Try it
Each line from the beginning of the entries below through the line that includes "positive clicks: (879, 456)" must be returned exactly as given.

━━━━━━━━━━━━━━━━━━━━

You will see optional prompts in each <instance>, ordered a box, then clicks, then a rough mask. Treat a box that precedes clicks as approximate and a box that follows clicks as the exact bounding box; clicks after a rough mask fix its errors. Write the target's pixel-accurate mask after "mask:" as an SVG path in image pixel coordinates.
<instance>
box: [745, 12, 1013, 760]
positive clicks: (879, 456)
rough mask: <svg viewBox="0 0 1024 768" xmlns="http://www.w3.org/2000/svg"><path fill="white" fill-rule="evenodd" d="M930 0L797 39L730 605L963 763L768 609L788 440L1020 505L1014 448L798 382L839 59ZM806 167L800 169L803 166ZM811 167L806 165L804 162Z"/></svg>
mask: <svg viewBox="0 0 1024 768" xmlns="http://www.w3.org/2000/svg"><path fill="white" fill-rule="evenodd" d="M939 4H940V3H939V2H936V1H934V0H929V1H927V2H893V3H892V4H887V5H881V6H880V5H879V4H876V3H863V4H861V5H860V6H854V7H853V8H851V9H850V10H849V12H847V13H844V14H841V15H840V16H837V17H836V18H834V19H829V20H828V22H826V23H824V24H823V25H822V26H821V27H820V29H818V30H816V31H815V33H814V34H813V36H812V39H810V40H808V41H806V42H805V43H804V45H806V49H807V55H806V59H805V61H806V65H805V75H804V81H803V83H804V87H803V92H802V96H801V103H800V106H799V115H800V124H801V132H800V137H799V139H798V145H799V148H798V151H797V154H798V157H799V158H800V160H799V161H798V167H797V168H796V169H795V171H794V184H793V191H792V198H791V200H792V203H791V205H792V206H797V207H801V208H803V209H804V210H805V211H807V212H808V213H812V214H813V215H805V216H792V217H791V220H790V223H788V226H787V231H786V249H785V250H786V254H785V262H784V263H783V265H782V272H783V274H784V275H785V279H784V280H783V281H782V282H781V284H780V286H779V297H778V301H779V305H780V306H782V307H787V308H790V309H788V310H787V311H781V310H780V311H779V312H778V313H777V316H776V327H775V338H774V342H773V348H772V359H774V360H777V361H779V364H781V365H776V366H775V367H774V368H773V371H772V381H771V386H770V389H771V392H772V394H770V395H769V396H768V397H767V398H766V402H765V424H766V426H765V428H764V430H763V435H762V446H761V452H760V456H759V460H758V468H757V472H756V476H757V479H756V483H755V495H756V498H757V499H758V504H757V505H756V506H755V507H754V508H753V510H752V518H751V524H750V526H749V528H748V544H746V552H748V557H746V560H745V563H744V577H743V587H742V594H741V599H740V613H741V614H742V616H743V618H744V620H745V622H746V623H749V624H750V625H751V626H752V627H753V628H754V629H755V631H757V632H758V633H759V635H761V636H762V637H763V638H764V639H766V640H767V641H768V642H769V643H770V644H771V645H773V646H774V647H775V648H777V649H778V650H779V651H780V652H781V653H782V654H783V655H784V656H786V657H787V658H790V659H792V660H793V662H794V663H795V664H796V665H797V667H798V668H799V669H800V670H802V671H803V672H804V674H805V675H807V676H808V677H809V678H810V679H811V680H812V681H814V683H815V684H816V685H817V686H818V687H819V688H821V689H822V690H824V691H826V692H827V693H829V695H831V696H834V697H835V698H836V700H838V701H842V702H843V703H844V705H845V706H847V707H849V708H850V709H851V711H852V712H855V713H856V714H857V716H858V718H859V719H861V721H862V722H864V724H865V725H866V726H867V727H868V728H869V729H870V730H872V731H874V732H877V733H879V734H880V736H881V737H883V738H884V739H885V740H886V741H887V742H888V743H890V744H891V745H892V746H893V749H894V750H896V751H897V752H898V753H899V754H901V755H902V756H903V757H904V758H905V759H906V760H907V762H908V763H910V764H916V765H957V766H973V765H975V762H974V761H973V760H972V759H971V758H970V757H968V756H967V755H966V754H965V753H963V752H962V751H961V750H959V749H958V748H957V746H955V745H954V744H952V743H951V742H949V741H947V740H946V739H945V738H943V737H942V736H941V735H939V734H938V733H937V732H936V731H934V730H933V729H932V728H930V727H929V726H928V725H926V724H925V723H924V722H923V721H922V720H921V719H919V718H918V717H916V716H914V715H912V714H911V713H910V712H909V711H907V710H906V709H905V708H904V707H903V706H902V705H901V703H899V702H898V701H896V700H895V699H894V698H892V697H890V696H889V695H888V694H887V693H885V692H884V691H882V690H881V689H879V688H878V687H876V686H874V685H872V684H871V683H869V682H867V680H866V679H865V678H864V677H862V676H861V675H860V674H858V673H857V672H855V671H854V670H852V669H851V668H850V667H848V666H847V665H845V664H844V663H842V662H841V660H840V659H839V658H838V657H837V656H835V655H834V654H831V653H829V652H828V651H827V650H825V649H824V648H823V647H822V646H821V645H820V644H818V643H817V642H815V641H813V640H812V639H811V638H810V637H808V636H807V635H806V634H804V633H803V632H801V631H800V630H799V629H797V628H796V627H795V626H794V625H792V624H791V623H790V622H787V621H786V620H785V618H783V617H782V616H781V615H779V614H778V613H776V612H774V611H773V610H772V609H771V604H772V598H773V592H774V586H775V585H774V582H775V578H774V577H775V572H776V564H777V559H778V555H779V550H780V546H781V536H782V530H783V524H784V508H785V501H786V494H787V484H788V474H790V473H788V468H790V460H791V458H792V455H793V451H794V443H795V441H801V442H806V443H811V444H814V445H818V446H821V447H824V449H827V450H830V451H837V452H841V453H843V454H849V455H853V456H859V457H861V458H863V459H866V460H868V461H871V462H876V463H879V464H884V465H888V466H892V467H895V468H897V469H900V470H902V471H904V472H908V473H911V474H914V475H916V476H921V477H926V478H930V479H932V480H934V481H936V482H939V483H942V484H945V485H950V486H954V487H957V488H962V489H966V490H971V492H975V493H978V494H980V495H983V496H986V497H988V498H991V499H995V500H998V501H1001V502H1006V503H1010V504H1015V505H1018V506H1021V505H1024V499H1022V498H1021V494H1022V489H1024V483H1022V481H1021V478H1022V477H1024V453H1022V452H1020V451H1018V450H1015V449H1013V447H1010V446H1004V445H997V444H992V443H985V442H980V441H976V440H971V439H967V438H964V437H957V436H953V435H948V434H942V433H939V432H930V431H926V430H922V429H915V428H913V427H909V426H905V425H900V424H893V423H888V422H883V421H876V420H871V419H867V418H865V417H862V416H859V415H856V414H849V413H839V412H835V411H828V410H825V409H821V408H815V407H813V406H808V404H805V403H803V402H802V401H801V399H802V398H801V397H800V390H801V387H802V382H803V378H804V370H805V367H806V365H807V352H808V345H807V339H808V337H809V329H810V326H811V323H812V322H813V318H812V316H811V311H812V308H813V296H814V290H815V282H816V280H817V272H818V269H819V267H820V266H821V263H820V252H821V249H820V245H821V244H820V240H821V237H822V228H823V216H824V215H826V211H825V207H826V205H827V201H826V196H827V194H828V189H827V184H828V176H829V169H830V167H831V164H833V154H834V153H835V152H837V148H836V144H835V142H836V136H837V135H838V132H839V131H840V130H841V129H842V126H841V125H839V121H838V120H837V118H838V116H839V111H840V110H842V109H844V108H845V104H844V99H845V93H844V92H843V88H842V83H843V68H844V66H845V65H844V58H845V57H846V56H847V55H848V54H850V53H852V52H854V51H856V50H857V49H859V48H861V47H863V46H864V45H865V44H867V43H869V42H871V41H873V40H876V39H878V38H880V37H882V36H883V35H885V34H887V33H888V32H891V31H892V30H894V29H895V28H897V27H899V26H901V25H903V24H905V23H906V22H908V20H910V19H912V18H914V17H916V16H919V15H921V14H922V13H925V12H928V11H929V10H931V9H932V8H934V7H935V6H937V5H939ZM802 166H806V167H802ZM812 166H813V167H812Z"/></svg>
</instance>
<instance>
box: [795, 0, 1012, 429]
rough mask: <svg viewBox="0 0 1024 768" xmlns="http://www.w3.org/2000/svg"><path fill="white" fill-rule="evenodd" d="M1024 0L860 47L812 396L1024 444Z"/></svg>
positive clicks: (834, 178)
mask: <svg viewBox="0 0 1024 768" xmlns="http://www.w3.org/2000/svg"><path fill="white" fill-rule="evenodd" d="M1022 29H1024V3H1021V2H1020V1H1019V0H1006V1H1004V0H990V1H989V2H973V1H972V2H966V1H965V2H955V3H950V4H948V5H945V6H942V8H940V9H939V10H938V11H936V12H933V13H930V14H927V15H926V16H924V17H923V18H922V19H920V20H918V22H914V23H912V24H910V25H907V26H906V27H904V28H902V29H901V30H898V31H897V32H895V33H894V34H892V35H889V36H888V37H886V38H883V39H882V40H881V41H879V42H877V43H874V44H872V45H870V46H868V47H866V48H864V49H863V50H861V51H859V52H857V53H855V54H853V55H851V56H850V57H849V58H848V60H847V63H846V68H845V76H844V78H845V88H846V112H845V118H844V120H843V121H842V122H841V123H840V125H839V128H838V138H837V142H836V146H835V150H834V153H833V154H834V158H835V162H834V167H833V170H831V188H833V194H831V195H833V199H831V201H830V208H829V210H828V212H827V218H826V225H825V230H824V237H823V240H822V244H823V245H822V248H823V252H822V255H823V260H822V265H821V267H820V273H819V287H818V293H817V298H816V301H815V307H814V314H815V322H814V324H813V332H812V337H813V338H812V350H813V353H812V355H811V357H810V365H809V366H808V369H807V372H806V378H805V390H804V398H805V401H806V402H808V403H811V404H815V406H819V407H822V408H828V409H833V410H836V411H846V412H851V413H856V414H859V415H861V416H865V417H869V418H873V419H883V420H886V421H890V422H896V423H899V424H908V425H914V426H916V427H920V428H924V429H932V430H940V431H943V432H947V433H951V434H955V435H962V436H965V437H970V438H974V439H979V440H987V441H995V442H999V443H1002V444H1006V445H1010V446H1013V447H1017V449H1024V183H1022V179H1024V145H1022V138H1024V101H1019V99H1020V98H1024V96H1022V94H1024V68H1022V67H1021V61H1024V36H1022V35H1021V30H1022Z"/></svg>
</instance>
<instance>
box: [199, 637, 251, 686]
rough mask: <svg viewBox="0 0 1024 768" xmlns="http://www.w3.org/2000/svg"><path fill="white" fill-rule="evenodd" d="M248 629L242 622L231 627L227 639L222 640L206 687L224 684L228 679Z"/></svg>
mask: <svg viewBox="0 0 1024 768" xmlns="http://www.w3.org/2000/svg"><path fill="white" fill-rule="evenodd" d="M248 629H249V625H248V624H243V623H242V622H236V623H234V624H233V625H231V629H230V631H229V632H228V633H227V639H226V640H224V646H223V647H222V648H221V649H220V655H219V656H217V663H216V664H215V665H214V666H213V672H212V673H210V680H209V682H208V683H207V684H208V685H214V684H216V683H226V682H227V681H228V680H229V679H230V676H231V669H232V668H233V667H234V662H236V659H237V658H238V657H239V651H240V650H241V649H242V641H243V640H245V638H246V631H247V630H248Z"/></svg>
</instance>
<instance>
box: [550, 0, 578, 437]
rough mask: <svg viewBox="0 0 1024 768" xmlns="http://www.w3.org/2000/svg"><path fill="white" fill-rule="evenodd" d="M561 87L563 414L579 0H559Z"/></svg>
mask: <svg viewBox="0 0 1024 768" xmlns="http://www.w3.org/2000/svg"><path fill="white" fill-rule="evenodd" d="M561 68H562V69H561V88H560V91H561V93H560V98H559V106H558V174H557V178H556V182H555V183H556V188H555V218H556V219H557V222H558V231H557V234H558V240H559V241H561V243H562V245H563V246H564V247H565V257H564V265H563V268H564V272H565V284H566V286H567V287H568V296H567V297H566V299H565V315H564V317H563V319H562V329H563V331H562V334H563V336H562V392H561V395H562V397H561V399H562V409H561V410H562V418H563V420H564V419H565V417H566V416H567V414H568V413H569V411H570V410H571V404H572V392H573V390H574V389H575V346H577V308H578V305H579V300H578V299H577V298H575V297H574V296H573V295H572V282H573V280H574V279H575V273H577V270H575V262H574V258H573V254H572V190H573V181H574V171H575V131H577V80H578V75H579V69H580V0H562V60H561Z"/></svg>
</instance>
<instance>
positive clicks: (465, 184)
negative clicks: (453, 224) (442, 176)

━━━━━━━━━━━━━━━━━━━━

Response below
You will see optional prompts in each <instance>, ordered a box, then clicks, then a rough mask. Treat a box that precedes clicks as approximate and a box that follows clicks as the exact bounding box; clicks after a rough mask fix its errors. Write the target's pixel-accurate mask after "mask:" as an SVG path in image pixel coordinates.
<instance>
box: [745, 12, 1013, 760]
positive clicks: (879, 456)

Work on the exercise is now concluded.